§ **Task**
Express the records from their start through the line containing "point(207, 325)" as a two-column CSV with the headers instruction and answer. Give one row per instruction, with the instruction and its answer each in a single quoted field and any line breaks replaced by spaces.

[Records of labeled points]
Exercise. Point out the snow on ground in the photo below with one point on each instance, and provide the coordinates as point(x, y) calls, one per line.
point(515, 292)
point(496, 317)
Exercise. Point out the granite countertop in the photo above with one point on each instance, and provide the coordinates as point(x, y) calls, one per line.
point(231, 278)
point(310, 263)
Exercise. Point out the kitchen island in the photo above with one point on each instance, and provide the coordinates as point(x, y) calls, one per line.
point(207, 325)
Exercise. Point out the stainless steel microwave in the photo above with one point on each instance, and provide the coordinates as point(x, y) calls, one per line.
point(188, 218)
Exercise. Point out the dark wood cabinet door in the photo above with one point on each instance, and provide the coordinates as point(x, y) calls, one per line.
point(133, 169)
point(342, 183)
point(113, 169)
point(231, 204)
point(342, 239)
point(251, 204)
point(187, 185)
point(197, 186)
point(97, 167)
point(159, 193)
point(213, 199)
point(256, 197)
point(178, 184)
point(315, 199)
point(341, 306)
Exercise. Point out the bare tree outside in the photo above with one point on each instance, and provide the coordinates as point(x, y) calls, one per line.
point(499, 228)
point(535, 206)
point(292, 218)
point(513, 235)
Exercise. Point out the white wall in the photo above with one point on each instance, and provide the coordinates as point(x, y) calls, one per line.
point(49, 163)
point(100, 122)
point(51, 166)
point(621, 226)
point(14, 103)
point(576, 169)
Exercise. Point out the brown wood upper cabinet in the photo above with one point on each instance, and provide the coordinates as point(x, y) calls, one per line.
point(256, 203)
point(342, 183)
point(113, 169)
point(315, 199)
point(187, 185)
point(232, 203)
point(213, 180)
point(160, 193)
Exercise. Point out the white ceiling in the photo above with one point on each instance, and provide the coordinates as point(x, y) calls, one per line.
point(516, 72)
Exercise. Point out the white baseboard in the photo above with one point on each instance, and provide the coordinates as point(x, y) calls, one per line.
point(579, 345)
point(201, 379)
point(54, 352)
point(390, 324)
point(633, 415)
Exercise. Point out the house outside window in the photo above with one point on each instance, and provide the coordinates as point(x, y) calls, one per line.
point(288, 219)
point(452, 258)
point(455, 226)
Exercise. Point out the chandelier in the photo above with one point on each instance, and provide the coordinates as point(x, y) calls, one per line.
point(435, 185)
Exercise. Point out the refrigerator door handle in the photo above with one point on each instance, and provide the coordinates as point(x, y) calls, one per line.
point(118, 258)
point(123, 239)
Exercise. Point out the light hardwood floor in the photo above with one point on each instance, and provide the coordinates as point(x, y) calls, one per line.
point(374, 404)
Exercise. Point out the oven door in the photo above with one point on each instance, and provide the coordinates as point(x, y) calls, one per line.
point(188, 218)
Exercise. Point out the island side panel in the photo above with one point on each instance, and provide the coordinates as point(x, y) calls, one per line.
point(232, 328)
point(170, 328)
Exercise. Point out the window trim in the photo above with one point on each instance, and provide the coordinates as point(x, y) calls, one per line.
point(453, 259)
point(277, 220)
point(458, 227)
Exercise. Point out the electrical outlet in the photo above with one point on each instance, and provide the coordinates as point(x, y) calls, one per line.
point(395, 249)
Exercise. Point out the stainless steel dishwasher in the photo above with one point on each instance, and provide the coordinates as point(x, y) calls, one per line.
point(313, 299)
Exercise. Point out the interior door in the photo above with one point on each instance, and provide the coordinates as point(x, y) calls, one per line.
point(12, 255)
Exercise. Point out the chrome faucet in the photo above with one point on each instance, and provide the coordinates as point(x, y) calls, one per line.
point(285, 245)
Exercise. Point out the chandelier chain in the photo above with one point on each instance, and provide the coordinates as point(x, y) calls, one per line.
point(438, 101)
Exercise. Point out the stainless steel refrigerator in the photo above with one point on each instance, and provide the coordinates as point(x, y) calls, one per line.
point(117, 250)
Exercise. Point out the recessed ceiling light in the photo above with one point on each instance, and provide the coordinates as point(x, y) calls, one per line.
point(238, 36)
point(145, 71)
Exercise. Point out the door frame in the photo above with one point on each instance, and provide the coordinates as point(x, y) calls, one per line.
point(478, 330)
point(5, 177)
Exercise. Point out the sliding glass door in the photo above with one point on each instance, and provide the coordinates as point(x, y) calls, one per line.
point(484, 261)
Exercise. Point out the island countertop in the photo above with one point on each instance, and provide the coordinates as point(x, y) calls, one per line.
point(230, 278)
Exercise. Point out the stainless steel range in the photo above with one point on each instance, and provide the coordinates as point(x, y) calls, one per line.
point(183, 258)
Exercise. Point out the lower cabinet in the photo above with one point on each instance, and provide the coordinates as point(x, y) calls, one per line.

§ **Reply to the task**
instruction,answer
"Exercise. Point out the snow on ground in the photo below with one point on each instance, and provide the coordinates as point(x, y) calls, one per line.","point(515, 292) point(496, 317)"
"Exercise. Point out the granite countertop in the photo above with one point on each instance, and provide the coordinates as point(x, y) calls, one per line.","point(231, 278) point(310, 263)"
"Exercise. Point out the kitchen island in the photo above with one point on each instance, and provide the coordinates as point(x, y) calls, one per line.","point(207, 325)"